**DIRECTIVE:**
Write out all of the rows below verbatim, leaving out the pictures.

(Rows for bounding box labeling)
....

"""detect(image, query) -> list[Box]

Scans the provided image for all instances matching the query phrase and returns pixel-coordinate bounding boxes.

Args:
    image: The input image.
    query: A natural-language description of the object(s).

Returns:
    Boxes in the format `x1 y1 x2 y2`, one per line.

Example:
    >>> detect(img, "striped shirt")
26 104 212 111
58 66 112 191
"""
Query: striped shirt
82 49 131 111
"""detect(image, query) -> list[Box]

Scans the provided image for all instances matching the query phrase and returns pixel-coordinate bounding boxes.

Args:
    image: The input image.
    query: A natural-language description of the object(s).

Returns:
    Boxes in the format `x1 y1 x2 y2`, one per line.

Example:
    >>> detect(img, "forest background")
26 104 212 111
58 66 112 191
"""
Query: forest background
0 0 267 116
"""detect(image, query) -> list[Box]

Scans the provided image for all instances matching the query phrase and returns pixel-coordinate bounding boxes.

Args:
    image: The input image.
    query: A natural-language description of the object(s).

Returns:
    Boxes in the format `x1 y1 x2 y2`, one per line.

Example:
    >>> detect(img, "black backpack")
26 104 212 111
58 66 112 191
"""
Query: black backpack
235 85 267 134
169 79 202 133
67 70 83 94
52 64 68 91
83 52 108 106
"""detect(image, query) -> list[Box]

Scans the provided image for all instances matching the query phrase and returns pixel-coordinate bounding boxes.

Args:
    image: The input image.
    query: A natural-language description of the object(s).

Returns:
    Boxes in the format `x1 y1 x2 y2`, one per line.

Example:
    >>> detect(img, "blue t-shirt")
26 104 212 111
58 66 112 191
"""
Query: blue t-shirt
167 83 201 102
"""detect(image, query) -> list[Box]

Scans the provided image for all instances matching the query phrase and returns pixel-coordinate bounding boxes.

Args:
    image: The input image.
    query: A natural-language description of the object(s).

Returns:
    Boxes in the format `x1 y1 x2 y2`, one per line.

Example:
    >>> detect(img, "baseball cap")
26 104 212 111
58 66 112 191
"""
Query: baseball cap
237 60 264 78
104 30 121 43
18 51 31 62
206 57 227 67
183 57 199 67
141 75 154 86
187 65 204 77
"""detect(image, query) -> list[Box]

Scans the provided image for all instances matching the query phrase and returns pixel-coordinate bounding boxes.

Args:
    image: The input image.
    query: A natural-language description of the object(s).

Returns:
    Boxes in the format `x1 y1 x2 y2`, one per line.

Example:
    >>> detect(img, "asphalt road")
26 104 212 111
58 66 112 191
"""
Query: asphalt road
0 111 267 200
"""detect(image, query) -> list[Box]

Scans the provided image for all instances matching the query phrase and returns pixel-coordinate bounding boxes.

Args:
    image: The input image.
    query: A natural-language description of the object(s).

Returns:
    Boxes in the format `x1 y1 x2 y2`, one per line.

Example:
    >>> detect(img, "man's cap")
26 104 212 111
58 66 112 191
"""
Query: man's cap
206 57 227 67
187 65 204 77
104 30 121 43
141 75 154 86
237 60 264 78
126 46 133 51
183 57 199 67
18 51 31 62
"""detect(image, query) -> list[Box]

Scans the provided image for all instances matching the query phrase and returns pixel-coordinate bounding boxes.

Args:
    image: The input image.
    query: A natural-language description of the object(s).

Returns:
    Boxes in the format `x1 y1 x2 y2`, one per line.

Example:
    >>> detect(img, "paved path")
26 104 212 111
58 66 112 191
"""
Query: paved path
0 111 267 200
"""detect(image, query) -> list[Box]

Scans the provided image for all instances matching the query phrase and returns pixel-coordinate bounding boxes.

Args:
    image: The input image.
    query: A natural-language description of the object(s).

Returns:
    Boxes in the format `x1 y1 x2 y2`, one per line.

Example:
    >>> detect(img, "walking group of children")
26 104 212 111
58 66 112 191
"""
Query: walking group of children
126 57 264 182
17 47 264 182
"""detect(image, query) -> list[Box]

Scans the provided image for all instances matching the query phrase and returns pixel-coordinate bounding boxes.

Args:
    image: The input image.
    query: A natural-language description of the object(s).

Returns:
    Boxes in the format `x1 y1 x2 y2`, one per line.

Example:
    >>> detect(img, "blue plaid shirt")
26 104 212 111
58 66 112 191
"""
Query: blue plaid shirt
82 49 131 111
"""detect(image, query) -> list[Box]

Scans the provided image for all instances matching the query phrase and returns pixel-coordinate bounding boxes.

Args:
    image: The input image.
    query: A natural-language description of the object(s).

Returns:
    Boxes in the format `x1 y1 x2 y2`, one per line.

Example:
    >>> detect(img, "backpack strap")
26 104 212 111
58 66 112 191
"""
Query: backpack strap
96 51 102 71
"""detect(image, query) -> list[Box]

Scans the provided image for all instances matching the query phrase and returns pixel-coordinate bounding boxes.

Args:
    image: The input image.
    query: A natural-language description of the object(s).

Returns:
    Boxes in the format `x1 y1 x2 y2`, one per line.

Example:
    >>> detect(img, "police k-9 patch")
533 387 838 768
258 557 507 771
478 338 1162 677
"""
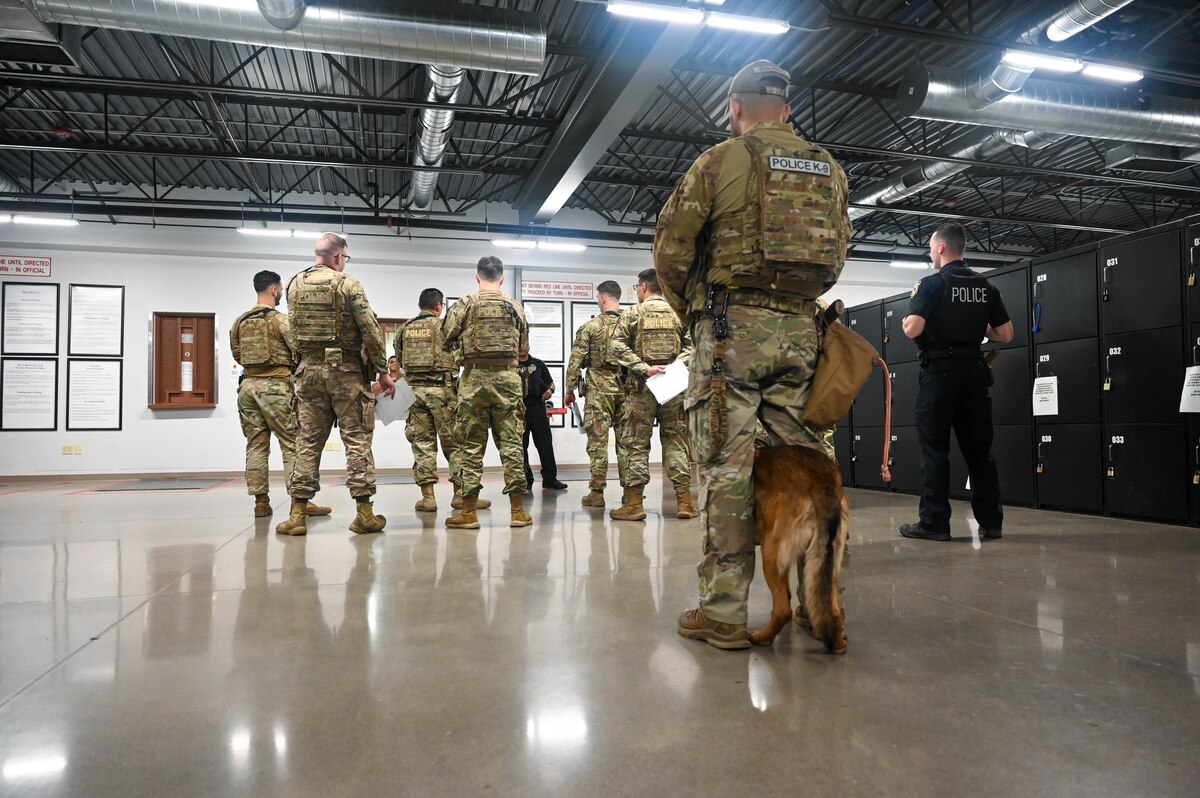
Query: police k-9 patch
768 155 833 178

....

**THE RESULT:**
"""detect(image, query) -> list[Box]

Scans the provided image for all instances matching the query phrase and returns pixel-coordinate bounding boxes.

Args:
    image: The input image.
    query: A natural-language description of the object(s).

Returns:
    Boxes in the format `x1 y1 x2 y2`, one per line.

Example:
    >>> detect(img, "striped shirt")
26 104 212 111
58 66 112 191
"""
Query: striped shirt
82 49 131 111
"""detect(image, query) -> list[Box]

Scans the provided image for all instances matching the query phrase and returns pixel-coordinate bounding boxes.

Args:
    image: The input image.
    query: A natural-language description of the object(s).

Returns:
    Boxes in the format `x1 y1 x2 y2`, one per line.

Example:
    >>> detect(img, "forest background")
26 104 212 111
58 66 112 191
"""
Query: forest background
0 0 267 116
"""detect(image, query) -> list[Box]

Scans the provided image for all instances matching the query phrase and returns pixel-coordinate bounding boxes.

Args:
    image: The input image.
    query: A natural-language description of the object(s).

Returns:
    Boxes in the format `x1 y1 x2 y2`, one per line.

Example:
    >>> detect(img, "black backpack")
26 104 212 111
58 66 112 191
"""
Query: black backpack
235 85 267 134
169 79 202 133
67 70 83 94
52 64 68 91
83 52 108 106
"""detect(image, query) -> list[Box]

Scans the provided image for all instances matching the query phrase and returns pixel-coordinate bounding boxes.

Args:
    image: The input image.
    query: A natural-language description of the object(s).

Returns:
    Boxes in the format `x1 y1 x2 y2`, one per line.

Example:
    >>> detect(img, "blue t-shirt")
26 104 212 111
58 66 112 191
"""
Query: blue t-shirt
167 83 201 102
"""detect(image, query) -> list[Box]

Scans the provided image for all instances matching the query phrase and returns pixel-coordinate bounding boxes.

Args:
    image: The input image.
    query: A natural-language description of the object(s).

Returns:
    Boxes in the format `x1 y1 x2 y2`, one per line.

Example:
    >>> detect(img, "baseball cap")
26 104 212 111
58 66 112 191
"""
Query: baseball cap
237 60 264 78
104 30 121 43
18 51 31 62
206 57 227 67
183 57 199 67
141 75 154 86
187 65 204 77
"""detect(image, query) -> list[Box]

Scans the provided image for all instances matching the query phrase and returns pixel-coordinate bounding boxes.

Args:
    image: The input image.
    query: A natural-language description of the object(s).

Returns:
    Boxes in the format `x1 y1 x2 y2`, one per line.

Example:
    >>> detect(img, "asphalt road")
26 104 212 111
58 66 112 191
"""
Query: asphalt road
0 111 267 200
"""detect(image, query) -> list[Box]

Scans the provided image for all instances matching the query phrase and returns pixel-coordinate bounding boxes.

Args:
    image: The input image.
    query: A natural-language description of the object(s).

Returns:
    Boxes in the format `x1 y1 x2 y2`, one per line.

Example:
    >>> detect(img, "man's cap")
26 104 212 111
58 66 112 191
"""
Query: man's cap
206 57 227 67
187 65 204 77
104 30 121 43
141 75 154 86
237 60 264 78
126 46 133 51
183 57 199 67
18 51 31 62
"""detect(image, query) -> list[Box]

Scans the provided image for all instances matching the query phrase and returns pixel-coordinate bounding boxes.

Args:
    image: The input image.
    query: A natural-language description of the object(s).

Returns:
    Boxes in the format `x1 y1 x2 y2`, one per line.

Example:
    >>> detect(img, "paved path")
26 104 212 111
58 66 112 191
"""
Query: paved path
0 111 267 200
"""detect(image, query) -> list[Box]

Scans the provided image for all instances matching the query phrase and returns pixel-coordinate bounding boxes.

Args:
    image: The input image.
    query: A natural-language description of the object(s).

Returns:
    Boxes in the format `x1 y1 x2 y2`, one per line.

Example:
    >>> detect(img, "walking group of children")
26 104 212 111
58 66 112 191
"""
Query: walking group of children
126 57 264 182
17 47 264 182
"""detect(image, query) -> list[Box]

Scans the provided image for all instances matching the query phrase and returns pixel-coordinate bounding boxes.

Args:
    image: The input image.
    query: A natural-language description of the object(s).

Returns:
    Boxes in the format `x1 y1 x2 y2`, one per line.

Example:
    >>> detect(img, "blue plaid shirt")
26 104 212 111
58 66 112 191
"""
Query: blue plaid shirt
82 49 131 111
"""detect(image, query) -> list[Box]

Scans the provided image for all instances matching the query phrase and returns pixel-coordinate bounding boxes.

Args:
    image: The input image.
    query: A natural-language description of the object(s).

Returns:
    Boxes in the format `x1 y1 x2 y2`, one per line.

Example:
    >>> detect(img, "backpack strap")
26 104 212 111
58 66 112 191
"""
Query: backpack strap
96 51 102 71
"""detect(image, query) -> list[Box]

Scans the provided image for all instances matching the query phrase and returns pixel-coordinate bounding boxes.

Args:
    image: The input image.
    query: A natural-language description of the object(s).

Returns:
    Boxes in the format `x1 y1 x2 y2`, one per line.

Example:
    >>> detect(img, "police k-9 patch")
533 387 838 768
258 557 507 771
478 338 1162 677
"""
Query: police k-9 patch
768 155 833 178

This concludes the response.